◆ **Given instruction**:
Change each "mountain" in the material below to "hill" and write the material out again with nothing else altered. Leave the pictures out.

********************

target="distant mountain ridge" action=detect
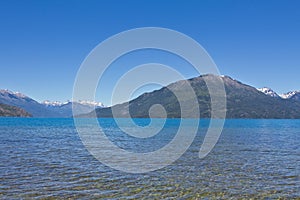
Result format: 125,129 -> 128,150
78,75 -> 300,119
257,87 -> 300,100
0,90 -> 103,118
0,103 -> 32,117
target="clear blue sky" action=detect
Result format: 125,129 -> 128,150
0,0 -> 300,103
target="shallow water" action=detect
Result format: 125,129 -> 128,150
0,118 -> 300,199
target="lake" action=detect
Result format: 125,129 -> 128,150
0,118 -> 300,199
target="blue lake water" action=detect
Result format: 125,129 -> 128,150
0,118 -> 300,199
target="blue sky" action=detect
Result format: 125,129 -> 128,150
0,0 -> 300,103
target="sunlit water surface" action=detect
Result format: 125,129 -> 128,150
0,118 -> 300,199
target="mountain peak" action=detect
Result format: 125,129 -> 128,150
257,87 -> 279,97
280,90 -> 300,100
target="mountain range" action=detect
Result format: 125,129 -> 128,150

********************

◆ **Response to the task**:
target="distant hill ridge" action=detect
Result format: 125,129 -> 128,150
78,75 -> 300,119
257,87 -> 300,100
0,90 -> 103,118
0,103 -> 32,117
target="clear blue sky" action=detect
Result format: 125,129 -> 128,150
0,0 -> 300,103
target="shallow water" action=detect
Result format: 125,129 -> 128,150
0,118 -> 300,199
target="lake" action=detect
Result format: 125,129 -> 128,150
0,118 -> 300,199
target="blue lake water" action=detect
Result format: 125,129 -> 128,150
0,118 -> 300,199
target="blue sky" action=detect
Result format: 125,129 -> 128,150
0,0 -> 300,103
target="sunlit water surface" action=detect
Result format: 125,129 -> 128,150
0,118 -> 300,199
target="hill peak" action=detect
Result format: 125,129 -> 128,150
257,87 -> 279,97
280,90 -> 300,100
target="hill range" action=detect
Result format: 125,129 -> 128,150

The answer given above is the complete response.